- _PAGE_

Artigo
© 2006 by
Baylor University
E T&P
Why Research on
Women Entrepreneurs
Needs New Directions
Helene Ahl
Research articles on women’s entrepreneurship reveal, in spite of intentions to the contrary and in spite of inconclusive research results, a tendency to recreate the idea of women as being secondary to men and of women’s businesses being of less significance or, at best, as being a complement. Based on a discourse analysis, this article discusses what research practices cause these results. It suggests new research directions that do not reproduce women’s subordination but capture more and richer aspects of women’s entrepreneurship. Introduction
Several authors maintain that research on women entrepreneurs suffers from a number of shortcomings. These include a one-sided empirical focus (Gatewood, Carter, Brush,
Greene, & Hart, 2003), a lack of theoretical grounding (Brush, 1992), the neglect of structural, historical, and cultural factors (Chell & Baines, 1998; Nutek, 1996), the use of male-gendered measuring instruments (Moore, 1990; Stevenson, 1990), the absence of a power perspective, and the lack of explicit feminist analysis (Mirchandani, 1999; Ogbor,
2000; Reed, 1996). While fully agreeing with the above, this article takes the critique one step further and discusses the consequences of such shortcomings and suggests some ways to amend the situation.

- _EXERCISE DIRECTIONS_
Decide whether each statement agrees with the article excerpt, answering yes or no and quoting the deciding words: (a) The article is based on a discourse analysis. (b) The article disagrees with the authors who list shortcomings in research on women entrepreneurs. (c) Brush (1992) is cited for the use of male-gendered measuring instruments. The lines that come next can be left aside.

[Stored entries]
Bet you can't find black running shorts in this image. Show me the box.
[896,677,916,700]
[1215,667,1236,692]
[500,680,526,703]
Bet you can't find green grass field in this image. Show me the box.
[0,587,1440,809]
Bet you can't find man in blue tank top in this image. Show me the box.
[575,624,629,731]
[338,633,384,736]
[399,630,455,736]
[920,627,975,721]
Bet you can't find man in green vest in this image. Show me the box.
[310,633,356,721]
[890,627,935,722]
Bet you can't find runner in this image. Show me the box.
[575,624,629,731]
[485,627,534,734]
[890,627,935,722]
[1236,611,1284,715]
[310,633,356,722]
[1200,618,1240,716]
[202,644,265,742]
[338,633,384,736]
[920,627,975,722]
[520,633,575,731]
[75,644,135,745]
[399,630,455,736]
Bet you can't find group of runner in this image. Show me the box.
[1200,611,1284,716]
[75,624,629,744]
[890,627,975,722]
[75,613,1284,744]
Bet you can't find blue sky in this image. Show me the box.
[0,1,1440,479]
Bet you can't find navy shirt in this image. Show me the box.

- _THE SOLUTION_
(a) Yes: "Based on a discourse analysis, this article discusses what research practices cause these results."
(b) No: "While fully agreeing with the above, this article takes the critique one step further"
(c) No: "a lack of theoretical grounding (Brush, 1992)"